Count the lines in the items below that contain the string "shelter", treating case as significant. Give only the number.
____
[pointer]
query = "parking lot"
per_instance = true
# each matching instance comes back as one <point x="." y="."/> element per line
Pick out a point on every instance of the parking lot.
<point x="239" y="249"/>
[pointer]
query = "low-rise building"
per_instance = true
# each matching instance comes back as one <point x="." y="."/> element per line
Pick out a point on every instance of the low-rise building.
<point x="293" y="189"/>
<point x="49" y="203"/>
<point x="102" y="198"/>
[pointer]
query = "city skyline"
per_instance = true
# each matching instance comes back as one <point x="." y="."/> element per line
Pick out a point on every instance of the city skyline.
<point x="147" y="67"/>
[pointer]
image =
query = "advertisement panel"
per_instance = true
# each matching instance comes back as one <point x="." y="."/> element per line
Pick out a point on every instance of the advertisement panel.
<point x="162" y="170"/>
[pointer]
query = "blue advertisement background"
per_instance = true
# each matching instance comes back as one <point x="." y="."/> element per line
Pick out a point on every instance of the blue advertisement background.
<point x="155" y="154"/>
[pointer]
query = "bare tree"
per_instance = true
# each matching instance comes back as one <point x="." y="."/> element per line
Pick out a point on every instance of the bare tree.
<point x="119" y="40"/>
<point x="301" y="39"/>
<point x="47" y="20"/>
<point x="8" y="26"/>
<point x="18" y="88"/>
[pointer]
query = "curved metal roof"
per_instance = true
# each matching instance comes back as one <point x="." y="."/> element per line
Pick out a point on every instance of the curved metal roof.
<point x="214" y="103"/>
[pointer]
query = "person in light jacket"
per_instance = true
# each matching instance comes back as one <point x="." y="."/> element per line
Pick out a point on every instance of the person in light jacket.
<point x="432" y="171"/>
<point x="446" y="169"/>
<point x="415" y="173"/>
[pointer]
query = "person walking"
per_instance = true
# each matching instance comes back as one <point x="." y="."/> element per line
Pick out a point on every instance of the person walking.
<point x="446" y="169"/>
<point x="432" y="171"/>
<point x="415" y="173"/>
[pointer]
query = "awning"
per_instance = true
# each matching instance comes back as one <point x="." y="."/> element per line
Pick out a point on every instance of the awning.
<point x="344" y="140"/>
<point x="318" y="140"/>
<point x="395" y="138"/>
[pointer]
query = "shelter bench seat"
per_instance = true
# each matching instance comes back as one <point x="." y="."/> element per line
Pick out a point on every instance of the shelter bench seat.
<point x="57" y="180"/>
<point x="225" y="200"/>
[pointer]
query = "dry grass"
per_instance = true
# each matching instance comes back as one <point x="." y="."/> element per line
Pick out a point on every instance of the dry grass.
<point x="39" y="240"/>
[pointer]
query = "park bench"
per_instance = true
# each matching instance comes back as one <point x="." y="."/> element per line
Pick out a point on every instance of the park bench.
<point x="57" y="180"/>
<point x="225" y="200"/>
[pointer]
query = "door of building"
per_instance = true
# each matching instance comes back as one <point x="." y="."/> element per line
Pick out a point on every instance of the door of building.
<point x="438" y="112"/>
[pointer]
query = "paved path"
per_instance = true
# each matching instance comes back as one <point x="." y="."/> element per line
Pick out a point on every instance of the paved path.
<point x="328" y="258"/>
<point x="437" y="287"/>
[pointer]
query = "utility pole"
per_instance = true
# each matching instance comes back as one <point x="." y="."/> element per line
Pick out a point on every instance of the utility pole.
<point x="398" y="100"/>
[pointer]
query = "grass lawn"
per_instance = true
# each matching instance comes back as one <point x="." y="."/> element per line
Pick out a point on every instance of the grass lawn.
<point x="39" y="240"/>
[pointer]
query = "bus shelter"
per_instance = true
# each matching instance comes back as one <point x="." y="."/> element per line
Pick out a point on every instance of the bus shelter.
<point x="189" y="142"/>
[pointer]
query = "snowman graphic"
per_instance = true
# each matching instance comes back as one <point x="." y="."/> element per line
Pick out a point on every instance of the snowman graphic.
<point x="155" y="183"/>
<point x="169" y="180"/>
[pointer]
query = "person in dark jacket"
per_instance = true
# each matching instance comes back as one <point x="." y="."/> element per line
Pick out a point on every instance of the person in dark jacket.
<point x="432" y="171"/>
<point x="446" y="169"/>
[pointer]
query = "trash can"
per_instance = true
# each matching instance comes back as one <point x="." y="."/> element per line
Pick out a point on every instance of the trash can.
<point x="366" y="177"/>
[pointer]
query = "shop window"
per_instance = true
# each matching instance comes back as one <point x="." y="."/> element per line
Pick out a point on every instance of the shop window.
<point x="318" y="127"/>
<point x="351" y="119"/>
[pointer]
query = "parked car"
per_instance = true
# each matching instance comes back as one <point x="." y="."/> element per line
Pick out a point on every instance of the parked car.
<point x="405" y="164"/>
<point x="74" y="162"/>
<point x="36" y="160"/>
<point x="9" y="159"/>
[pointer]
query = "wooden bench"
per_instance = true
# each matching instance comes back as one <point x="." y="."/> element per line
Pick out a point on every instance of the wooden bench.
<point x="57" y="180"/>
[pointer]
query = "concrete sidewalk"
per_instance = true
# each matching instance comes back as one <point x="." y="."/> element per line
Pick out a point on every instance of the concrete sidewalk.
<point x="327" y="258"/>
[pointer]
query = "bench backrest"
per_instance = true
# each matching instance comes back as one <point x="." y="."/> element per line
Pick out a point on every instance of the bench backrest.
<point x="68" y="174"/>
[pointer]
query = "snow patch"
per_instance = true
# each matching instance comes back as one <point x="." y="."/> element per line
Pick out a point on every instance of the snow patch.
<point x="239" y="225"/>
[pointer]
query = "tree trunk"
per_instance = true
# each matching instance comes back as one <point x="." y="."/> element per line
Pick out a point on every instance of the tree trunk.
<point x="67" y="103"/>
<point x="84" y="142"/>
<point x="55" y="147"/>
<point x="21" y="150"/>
____
> [Solution below]:
4